Sentry is a fictional character appearing in American comic books published by Marvel Comics. The character was created by Stan Lee and Jack Kirby in July 1967. It is one of series of giant humanoid robots called Kree Sentries built by the Kree. The Sentry has also appeared in animated adaptations.

Publication history

The Kree Sentries first appeared in Fantastic Four #64 (July 1967) and were created by Stan Lee and Jack Kirby.

Fictional character biography

Sentry-459
The Sentries' main purpose is to stand guard over military outposts and depots throughout the Kree Empire. Sentry-459 accompanied a Kree scientific party that journeyed to Earth to experiment on sub-humans (which in turn created the race the Inhumans). When the Kree left Earth, Sentry-459 remained to monitor Inhuman progress, so that the Kree could later use them as a militia force. Sentry-459 remained inert but observing until activated by the superheroes the Fantastic Four, who fought it to a standstill. Considering itself defeated when the Fantastic Four escaped, the Sentry sent a signal to the Kree alerting them to the presence of meta-humans on Earth and then deactivated itself (the Kree Ronan the Accuser investigates the signal and battles the Fantastic Four soon after).

The Sentry was then transported by the U.S. Army to Cape Canaveral, where it was reactivated by the Kree Colonel Yon-Rogg, the leader of the Kree expedition then investigating Earth. Yon-Rogg hoped the Sentry would kill the hero Captain Marvel, another member of expedition. Mar-Vell, however, managed to defeat it.

Ronan the Accuser later reactivated the Sentry and used it in an attempt to reverse the course of evolution on Earth, but it was once again defeated by Mar-Vell. The Kree agents attempt to retrieve the Sentry but are driven off by spy agency S.H.I.E.L.D. The Sentry was seen again when activated by the Super-Adaptoid, who used the robot as part of his team Heavy Metal in a bid to destroy the superhero team the Avengers. It returned in the Blackwulf series, having been found by Ultron, and joins the Underground Legion but was eventually destroyed in the series finale.

Other Kree Sentries
Sentry-459 is not the only Kree Sentry of the Kree Empire. The following are also Kree Sentries:

Sentry-9168
Another Sentry - designated 9168 - was encountered by the Fantastic Four on the Moon. Only six feet tall, this Sentry was programmed to prevent any space travelers from Earth from finding the remains of a hidden Kree city in the Blue Area of the Moon. The Fantastic Four battle and destroy the Sentry via a remote destruct mechanism.

Sentry-213
This  tall Sentry was stationed in an unmanned supply depot/surveillance post on the planet Uranus. It was destroyed by a group of Eternals led by Uranos, sparking a war with the Kree.

Supplied information.
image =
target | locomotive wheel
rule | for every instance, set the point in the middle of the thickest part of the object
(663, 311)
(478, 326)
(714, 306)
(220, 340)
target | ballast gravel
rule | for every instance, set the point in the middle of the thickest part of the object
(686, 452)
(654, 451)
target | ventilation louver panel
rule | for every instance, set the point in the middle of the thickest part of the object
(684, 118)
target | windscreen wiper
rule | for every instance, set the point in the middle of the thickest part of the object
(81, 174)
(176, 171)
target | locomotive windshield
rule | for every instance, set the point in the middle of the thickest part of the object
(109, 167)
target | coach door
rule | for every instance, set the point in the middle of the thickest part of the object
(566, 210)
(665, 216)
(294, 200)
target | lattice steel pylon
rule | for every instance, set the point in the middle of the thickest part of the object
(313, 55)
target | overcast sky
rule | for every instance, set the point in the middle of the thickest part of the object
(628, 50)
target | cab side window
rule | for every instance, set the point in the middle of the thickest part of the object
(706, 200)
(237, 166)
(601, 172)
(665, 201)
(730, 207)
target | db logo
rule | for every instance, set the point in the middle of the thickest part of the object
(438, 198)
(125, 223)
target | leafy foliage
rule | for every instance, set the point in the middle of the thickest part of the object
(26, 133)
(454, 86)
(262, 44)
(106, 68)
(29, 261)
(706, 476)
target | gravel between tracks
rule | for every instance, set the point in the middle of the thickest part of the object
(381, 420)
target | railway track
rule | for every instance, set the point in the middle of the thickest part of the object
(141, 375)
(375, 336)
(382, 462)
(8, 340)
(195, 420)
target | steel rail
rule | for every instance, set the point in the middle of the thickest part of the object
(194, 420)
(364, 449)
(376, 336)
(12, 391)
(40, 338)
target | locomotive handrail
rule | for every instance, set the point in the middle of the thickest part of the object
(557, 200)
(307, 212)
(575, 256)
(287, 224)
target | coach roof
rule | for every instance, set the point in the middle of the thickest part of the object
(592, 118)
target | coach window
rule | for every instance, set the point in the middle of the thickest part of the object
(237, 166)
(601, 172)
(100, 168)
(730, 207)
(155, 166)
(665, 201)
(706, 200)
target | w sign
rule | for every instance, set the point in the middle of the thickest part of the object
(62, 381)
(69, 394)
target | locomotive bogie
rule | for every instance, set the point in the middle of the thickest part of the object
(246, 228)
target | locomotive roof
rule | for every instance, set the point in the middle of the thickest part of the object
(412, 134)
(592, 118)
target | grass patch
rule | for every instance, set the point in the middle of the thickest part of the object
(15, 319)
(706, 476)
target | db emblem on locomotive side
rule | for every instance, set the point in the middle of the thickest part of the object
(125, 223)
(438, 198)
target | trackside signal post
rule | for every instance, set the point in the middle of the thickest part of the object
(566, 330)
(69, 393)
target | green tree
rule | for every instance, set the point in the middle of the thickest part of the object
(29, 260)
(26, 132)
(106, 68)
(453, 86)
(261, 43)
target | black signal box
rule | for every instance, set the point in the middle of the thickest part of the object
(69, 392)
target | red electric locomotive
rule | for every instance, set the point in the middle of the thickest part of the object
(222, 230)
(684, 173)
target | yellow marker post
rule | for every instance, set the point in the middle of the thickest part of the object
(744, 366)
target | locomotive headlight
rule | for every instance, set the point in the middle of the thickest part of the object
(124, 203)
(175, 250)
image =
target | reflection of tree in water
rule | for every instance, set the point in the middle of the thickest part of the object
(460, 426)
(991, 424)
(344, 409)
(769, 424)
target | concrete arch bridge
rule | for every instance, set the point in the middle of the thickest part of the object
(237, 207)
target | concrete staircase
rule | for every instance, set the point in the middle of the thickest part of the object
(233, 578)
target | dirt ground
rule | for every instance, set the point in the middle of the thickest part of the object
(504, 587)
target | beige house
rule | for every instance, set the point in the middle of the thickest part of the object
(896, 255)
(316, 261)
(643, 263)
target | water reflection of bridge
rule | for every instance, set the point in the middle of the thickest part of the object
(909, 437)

To do.
[1] In the Kree Sentry article, swap "Moon" for "Mars" and write out the passage starting with "Other Kree Sentries" and going on through "with the Kree.".
[2] Answer these questions from the Kree Sentry article:
(a) In which comic book issue did the Kree Sentries first appear?
(b) Who reactivated the Sentry at Cape Canaveral?
(c) On which planet was Sentry-213 stationed?
[3] Continue the article on the Kree Sentries from its last sentence.

Answers to each task.
[1]
Other Kree Sentries
Sentry-459 is not the only Kree Sentry of the Kree Empire. The following are also Kree Sentries:

Sentry-9168
Another Sentry - designated 9168 - was encountered by the Fantastic Four on the Mars. Only six feet tall, this Sentry was programmed to prevent any space travelers from Earth from finding the remains of a hidden Kree city in the Blue Area of the Mars. The Fantastic Four battle and destroy the Sentry via a remote destruct mechanism.

Sentry-213
This  tall Sentry was stationed in an unmanned supply depot/surveillance post on the planet Uranus. It was destroyed by a group of Eternals led by Uranos, sparking a war with the Kree.

[2]
(a) Fantastic Four #64 (July 1967)
(b) The Kree Colonel Yon-Rogg
(c) Uranus

[3]
Sentry-372
This Sentry only appears once, and battles several members of the Shi'ar Imperial Guard before being damaged by the West Coast Avengers. The Sentry then self-destructs and destroys the outpost it was guarding.

Sentry-571
This version aided the Kree when their "Lunatic Legion" attacked Earth. It was defeated by Iron Man.

Powers and abilities 
Being a robot created by the Kree, the Sentry has Super Strength and durability, Magnetism and Energy Projection

In other media

Television
 Sentry-459 appears in the Fantastic Four episode "The Sentry Sinister", voiced by Mark Hamill.
 The Kree Sentries appear in the Fantastic Four: World's Greatest Heroes episode "Trial by Fire".
 Sentry-459 appears in The Avengers: Earth's Mightiest Heroes episode "459". It was sent to Earth to eliminate anything that could threaten the Kree empire.
 The Kree Sentries appear in the Avengers Assemble episodes "Captain Marvel" and "Westland".

Video games
 A Kree Sentry appears as an assist character in Avengers in Galactic Storm.
 Kree Sentries appear in Marvel: Avengers Alliance Tactics.
 A Kree Sentry appears in Marvel: Avengers Alliance 2.
 Sentry-459 appears in Lego Marvel Super Heroes 2. After Maximus forms an alliance with the Kree, he uses one of their Sentries to guard Attilan's Royal Palace before Black Bolt and Medusa fight it to get inside. In a bonus mission, Morgan le Fay summons Sentry-459 to help her defeat King Arthur and Merlin, but it is defeated.
 A Kree Sentry appears in Marvel's Avengers. Buried underneath San Francisco Bay, the Avengers unknowingly begin to unearth it due to their new Helicarrier's Terrigen crystal power source until Captain America destroys the Helicarrier. Five years later, MODOK activates and merges with the Sentry to kill the Avengers, only to be defeated by Kamala Khan. Following the battle, the Sentry launches a beacon into space.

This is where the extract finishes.